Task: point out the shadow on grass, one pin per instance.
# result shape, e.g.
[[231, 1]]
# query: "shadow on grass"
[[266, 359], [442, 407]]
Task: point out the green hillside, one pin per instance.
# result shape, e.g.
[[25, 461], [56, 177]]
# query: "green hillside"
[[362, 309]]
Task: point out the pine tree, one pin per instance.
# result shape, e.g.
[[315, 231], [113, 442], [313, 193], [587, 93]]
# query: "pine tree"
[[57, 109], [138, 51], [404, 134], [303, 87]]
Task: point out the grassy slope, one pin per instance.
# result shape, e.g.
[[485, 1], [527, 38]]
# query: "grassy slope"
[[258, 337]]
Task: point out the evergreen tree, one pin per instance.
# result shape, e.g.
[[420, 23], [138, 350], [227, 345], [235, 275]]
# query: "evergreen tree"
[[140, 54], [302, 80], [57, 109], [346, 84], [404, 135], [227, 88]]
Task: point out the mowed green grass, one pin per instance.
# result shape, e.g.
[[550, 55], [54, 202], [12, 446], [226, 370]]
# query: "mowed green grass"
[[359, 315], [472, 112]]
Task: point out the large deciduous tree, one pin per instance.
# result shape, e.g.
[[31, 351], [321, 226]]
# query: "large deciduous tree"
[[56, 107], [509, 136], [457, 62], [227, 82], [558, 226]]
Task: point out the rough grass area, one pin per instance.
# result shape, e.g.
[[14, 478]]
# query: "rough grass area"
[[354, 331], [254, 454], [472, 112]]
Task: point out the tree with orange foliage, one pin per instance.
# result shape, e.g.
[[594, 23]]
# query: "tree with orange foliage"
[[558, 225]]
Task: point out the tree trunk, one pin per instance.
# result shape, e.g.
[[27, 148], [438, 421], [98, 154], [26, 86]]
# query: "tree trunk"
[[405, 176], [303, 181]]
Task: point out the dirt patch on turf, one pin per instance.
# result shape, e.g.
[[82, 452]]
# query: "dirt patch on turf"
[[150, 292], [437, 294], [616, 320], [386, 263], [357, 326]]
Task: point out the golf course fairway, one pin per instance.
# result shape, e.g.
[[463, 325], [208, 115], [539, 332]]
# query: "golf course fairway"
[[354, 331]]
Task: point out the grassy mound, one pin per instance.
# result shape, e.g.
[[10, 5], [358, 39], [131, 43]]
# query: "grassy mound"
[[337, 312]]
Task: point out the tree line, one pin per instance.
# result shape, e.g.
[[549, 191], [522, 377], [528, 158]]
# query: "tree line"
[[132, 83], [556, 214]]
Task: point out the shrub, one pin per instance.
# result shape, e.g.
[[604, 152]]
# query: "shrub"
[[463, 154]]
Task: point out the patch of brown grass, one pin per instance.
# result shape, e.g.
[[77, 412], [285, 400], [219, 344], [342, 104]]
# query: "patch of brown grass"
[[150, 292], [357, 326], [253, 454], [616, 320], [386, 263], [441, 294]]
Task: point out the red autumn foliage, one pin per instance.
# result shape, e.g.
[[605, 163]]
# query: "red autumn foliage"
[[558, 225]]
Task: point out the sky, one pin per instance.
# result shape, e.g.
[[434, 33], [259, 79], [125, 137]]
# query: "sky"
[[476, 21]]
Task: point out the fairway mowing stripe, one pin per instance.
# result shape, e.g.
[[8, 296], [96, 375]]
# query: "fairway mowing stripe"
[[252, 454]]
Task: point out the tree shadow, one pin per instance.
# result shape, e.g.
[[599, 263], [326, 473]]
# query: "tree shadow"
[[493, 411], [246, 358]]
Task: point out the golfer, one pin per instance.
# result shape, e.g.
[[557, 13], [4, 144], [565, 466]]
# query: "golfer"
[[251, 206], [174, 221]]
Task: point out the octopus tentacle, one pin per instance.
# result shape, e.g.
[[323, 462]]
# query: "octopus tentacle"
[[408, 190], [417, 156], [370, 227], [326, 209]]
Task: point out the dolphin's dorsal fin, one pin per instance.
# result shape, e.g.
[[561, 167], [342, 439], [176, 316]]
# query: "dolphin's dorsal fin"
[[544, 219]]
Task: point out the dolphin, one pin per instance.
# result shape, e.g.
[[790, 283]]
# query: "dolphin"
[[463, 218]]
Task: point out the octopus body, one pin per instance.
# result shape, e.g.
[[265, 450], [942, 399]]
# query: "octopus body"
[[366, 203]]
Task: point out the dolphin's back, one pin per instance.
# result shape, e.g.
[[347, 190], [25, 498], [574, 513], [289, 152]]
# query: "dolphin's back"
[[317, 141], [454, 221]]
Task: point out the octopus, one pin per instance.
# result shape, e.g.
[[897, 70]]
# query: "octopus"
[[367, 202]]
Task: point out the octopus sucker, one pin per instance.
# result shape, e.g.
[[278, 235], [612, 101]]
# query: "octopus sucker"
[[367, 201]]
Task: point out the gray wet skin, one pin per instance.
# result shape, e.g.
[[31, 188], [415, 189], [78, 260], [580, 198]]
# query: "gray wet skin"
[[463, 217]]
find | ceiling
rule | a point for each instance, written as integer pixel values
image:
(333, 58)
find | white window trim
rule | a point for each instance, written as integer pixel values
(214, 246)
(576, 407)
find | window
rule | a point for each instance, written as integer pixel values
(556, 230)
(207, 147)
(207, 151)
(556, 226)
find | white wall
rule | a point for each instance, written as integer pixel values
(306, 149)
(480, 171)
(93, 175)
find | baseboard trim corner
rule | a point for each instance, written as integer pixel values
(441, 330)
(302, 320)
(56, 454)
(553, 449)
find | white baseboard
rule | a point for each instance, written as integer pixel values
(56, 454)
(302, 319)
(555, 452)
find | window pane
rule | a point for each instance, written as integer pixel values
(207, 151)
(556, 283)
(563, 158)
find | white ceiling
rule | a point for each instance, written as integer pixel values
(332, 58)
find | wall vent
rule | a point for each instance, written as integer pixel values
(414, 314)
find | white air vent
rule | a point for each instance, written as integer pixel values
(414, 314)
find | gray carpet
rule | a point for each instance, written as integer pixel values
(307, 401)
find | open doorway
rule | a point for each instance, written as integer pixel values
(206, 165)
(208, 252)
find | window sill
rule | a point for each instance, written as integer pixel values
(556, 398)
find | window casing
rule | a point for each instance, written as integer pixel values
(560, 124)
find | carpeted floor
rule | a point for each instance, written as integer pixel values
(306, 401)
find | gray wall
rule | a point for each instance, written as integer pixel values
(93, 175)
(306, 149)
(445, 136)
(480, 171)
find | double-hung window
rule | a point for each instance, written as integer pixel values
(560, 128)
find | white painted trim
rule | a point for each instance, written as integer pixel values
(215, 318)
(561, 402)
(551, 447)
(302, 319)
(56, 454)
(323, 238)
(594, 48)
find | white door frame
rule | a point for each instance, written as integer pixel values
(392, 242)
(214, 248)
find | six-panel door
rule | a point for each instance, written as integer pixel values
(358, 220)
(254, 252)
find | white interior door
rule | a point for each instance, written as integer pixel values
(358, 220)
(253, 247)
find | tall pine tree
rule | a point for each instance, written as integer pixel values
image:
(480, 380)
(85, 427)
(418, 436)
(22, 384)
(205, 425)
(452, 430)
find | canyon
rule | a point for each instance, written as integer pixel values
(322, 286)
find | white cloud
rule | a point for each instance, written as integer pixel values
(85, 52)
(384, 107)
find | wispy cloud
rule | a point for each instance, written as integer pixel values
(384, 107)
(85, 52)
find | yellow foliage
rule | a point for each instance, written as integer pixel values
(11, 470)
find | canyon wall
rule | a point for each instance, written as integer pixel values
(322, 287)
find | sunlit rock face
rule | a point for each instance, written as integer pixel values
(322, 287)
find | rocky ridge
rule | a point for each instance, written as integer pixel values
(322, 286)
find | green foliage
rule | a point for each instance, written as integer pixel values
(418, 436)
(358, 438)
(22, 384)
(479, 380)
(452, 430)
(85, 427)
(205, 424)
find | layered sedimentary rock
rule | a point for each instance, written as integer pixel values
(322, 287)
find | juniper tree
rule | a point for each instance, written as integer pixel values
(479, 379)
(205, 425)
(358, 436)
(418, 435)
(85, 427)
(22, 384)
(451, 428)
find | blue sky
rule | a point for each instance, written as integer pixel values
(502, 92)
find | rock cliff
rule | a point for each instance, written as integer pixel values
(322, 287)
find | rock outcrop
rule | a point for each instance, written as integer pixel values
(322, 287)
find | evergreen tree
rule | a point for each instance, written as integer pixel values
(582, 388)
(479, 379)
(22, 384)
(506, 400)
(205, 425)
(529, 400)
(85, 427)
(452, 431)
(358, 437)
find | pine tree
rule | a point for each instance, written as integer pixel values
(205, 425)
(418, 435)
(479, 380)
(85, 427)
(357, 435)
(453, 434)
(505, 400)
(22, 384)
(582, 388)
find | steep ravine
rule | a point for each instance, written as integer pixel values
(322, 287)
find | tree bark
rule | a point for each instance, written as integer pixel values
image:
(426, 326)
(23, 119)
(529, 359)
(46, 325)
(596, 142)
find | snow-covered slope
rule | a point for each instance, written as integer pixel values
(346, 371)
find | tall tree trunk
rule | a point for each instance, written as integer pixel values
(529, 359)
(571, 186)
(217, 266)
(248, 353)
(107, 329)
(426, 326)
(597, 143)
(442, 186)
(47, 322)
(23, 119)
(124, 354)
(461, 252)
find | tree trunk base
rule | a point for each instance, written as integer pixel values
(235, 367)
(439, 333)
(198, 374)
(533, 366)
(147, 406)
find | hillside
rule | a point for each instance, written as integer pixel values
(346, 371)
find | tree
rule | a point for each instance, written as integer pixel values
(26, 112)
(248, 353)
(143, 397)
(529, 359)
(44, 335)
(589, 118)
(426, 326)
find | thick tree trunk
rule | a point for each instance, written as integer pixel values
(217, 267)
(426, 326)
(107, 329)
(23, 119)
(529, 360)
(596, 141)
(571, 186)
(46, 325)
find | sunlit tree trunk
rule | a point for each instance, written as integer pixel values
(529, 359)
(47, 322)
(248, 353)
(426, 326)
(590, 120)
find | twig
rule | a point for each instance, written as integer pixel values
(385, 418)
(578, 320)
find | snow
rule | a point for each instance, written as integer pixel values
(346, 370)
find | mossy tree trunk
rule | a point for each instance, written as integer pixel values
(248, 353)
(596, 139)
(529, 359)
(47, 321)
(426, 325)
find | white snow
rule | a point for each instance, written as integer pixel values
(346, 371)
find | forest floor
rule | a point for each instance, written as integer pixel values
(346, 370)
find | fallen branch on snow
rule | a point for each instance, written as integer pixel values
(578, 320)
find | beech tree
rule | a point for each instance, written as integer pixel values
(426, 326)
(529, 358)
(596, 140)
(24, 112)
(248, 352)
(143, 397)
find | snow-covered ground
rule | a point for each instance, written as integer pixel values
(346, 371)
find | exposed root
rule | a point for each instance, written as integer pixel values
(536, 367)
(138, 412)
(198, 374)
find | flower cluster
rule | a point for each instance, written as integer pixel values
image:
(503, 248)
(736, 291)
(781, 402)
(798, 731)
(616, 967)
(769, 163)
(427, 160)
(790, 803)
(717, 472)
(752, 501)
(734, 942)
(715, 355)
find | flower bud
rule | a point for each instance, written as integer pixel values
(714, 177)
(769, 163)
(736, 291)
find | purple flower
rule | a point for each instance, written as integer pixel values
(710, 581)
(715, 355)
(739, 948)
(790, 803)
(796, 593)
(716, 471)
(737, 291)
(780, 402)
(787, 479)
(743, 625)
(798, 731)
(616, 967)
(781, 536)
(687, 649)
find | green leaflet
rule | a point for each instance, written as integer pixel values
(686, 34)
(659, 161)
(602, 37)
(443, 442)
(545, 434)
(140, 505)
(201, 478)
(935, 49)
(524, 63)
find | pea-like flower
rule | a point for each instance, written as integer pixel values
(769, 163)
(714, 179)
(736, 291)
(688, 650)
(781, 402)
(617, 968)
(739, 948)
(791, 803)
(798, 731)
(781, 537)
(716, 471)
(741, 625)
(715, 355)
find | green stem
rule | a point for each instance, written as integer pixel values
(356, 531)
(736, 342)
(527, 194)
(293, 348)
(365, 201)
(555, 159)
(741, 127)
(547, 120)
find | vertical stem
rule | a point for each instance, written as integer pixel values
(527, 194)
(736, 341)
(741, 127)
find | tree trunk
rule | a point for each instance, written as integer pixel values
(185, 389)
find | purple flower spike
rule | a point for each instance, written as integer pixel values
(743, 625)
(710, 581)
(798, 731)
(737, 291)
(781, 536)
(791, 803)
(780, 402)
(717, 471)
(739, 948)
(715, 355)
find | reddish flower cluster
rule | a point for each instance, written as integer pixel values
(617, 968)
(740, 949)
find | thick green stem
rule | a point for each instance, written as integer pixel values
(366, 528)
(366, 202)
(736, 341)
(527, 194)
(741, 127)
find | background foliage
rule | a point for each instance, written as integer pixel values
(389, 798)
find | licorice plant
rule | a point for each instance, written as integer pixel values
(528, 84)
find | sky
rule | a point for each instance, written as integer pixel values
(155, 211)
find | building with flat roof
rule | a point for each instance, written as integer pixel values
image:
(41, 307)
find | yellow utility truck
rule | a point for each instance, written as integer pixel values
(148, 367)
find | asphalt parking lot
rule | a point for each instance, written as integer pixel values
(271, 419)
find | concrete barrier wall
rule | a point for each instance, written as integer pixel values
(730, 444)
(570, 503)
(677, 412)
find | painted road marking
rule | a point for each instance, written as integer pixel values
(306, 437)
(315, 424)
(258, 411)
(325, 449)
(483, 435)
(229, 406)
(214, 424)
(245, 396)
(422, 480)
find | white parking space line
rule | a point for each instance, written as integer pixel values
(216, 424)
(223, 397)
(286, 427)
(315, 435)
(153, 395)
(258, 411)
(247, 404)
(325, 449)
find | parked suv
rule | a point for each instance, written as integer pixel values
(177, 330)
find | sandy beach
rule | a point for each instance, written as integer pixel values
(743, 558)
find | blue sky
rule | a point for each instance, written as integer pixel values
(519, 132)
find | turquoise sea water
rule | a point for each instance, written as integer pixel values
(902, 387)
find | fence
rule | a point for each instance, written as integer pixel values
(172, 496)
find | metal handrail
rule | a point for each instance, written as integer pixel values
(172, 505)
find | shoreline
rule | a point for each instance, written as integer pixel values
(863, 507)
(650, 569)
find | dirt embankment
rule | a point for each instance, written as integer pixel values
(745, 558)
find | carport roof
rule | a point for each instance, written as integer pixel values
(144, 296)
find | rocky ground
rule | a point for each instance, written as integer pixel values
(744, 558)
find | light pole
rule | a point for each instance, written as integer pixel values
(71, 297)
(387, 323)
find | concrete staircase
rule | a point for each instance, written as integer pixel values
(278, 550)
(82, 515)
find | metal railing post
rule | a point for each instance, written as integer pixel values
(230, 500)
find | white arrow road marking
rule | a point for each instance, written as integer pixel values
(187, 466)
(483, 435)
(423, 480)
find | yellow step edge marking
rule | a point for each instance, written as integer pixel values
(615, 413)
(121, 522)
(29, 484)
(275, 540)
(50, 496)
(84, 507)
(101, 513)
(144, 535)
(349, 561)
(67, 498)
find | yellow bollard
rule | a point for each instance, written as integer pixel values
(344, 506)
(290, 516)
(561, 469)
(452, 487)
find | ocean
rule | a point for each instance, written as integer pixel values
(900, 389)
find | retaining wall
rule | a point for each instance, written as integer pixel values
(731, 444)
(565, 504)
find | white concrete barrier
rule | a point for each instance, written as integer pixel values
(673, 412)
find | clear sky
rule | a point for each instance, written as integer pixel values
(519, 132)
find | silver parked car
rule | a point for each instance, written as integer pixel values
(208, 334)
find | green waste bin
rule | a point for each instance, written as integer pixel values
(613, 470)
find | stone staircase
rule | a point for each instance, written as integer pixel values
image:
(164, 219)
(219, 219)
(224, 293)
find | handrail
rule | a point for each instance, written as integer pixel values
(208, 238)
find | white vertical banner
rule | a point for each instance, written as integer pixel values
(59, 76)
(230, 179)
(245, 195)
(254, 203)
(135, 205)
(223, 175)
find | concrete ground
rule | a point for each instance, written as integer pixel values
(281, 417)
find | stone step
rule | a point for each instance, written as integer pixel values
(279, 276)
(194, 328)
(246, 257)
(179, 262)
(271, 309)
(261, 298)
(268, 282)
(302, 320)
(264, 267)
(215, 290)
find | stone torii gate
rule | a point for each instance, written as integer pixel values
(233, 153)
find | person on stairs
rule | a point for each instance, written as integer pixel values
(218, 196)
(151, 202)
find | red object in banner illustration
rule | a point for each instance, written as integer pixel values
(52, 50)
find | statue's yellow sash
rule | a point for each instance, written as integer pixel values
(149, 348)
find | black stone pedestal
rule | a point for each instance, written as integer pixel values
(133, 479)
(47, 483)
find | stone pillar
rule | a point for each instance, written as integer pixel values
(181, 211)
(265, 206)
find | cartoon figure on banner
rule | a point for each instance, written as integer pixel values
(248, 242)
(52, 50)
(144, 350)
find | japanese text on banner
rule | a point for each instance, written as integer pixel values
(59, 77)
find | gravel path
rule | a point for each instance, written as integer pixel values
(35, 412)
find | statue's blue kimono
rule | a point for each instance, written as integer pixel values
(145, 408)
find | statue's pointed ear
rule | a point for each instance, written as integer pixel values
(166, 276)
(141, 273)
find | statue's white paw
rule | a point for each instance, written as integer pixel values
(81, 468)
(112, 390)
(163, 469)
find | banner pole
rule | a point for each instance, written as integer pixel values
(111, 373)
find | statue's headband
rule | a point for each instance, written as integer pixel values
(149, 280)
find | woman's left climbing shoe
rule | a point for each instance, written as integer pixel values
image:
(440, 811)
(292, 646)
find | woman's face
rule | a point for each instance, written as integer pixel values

_ _ _ _

*WRITTEN TASK:* Print the part of the items that opens with the line containing "Task: point out the sky, one" and closes with the line containing "[[366, 203]]", keeping every line exactly as it appears.

*ANSWER TO THIS EXERCISE:*
Task: point out the sky, one pin per instance.
# result shape, e.g.
[[434, 33], [259, 79], [125, 137]]
# query: "sky"
[[476, 21]]
Task: point out the fairway mowing stripe, one pin per instance.
# result shape, e.g.
[[8, 296], [96, 375]]
# query: "fairway mowing stripe"
[[252, 454]]
Task: point out the tree shadow, one pin per instance.
# result shape, e.g.
[[599, 263], [326, 473]]
# query: "tree shadow"
[[493, 411], [246, 358]]
Task: point out the golfer, one pin per instance.
# result shape, e.g.
[[557, 13], [4, 144], [565, 466]]
# query: "golfer"
[[251, 206], [174, 221]]
Task: point out the octopus tentacle, one pin per instance.
# result shape, e.g.
[[323, 462]]
# query: "octopus tentacle"
[[408, 190], [417, 156], [370, 227], [326, 209]]
Task: point out the dolphin's dorsal fin, one pin per instance.
# result shape, e.g.
[[561, 167], [342, 439], [176, 316]]
# query: "dolphin's dorsal fin"
[[544, 219]]
Task: point out the dolphin, one pin per instance.
# result shape, e.g.
[[790, 283]]
# query: "dolphin"
[[463, 218]]
Task: point out the octopus body, one pin per instance.
# result shape, e.g.
[[265, 450], [942, 399]]
# query: "octopus body"
[[366, 203]]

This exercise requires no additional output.